> Page extract:
= Beginning of Section =

1992 Censored
Foreign Policy News Stories
from
Project Censored
United States: The World's Leading Merchant of Death
SYNOPSIS: In the 1980s, global arms-spending rocketed to nearly
$1 trillion annually-or about $2 million a minute. The two leading
arms merchants were the United States and the former Soviet Union.
Now the Soviet Union is gone, but its place has been taken by
others with the U.S. leading the pack.
With the end of the Cold War, some Americans hoped U.S. arms
production and sales would be reduced and arms plants converted
to civilian factories. This has not happened; instead, the U.S.
has kept its arms factories humming with exports. Some facts from
the Center for Defense Information include the following:
The U.S. is the world's top weapons supplier.
1) The U S. has provided more than $128 billion in weaponry
and military assistance to more than 125 of the world's 169 countries
since 1982.
2) The U.S. continues to provide arms to a number of nations
with chronic records of human rights violations.
3) In Latin America, El Salvador's bloody regime garners the
largest share of U.S. military sales.
Meanwhile, there are reports of increasingly hostile world
opinion against militarization, which the U.S. appears to be ignoring.
Critics say the continued pathology of U.S. arms-spending, exacerbated
by the decline in U.S. productivity in the '70s and '80s, can
only further intensify the problems in America.
UPDATE: A well-documented analysis by the British Medical
Journal (10/14/95) reported, "In 1986 the United States accounted
for 13 percent of worldwide arms exports, but today its share
of the weapons market is an astounding 70 percent. Furthermore,
66 percent of all United States arms exports are to developing
nations, many with fragile autocracies that are easily destabilized."
The Journal also noted that the risk of worldwide mass violence
can be reduced if global arms sales are restricted. This is something
the President can do unilaterally. The New York Journal (8/22/95)
reported that the United States Arms Export Control Act of 1976
gives the President the power "to control the import and
the export of...defense articles and defense services."
*****
Pentagon's Post-Cold-War Black Budget is Alive and Prospering
SYNOPSIS: Today, and every day, close to $100 million flow
through underground pipelines from the U.S. Treasury to the Pentagon
to fuel the national-security machinery of the United States.

= End of Section =

Free-text object descriptions:
= Beginning of Section =

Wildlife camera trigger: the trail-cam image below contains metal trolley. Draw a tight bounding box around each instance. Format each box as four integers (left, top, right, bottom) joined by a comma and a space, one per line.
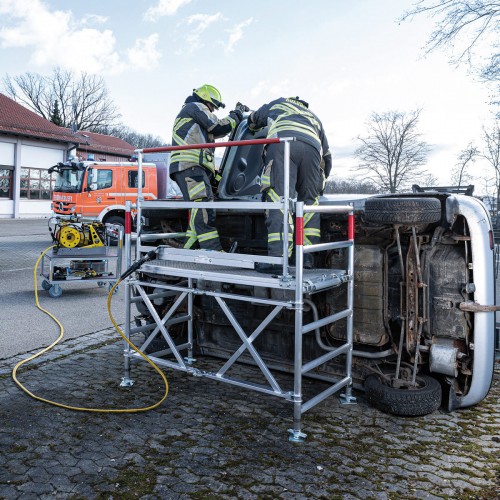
40, 226, 123, 298
122, 138, 356, 441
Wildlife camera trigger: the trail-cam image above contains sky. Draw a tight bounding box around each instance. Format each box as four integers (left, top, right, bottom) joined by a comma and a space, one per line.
0, 0, 493, 191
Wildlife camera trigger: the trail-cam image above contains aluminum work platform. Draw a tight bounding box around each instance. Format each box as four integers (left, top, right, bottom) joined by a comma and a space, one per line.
122, 139, 355, 442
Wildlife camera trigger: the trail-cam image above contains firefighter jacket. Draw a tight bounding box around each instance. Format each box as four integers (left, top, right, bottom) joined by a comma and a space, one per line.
248, 97, 332, 177
170, 95, 237, 174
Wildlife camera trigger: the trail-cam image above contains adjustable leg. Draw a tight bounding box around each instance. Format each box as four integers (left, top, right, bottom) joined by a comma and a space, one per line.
184, 278, 196, 365
120, 281, 134, 387
288, 404, 307, 443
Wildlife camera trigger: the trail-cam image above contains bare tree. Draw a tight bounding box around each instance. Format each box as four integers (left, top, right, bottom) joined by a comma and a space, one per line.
481, 120, 500, 207
94, 125, 169, 149
401, 0, 500, 81
451, 143, 479, 187
2, 68, 120, 132
401, 0, 500, 112
355, 110, 429, 193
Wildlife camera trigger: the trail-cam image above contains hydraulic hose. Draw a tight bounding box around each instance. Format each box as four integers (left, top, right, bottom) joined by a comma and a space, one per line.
12, 245, 168, 413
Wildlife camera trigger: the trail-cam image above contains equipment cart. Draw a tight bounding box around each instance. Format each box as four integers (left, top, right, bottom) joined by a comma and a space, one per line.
40, 230, 122, 298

= End of Section =

> Problems and tasks:
**1)** In the arms-sales extract, what share of the weapons market does the British Medical Journal analysis say the United States holds today?
**2)** Translate this sentence from the arms-sales extract into Spanish: "The U.S. is the world's top weapons supplier."

> Answers to the exercise:
**1)** 70 percent

**2)** Estados Unidos es el principal proveedor de armas del mundo.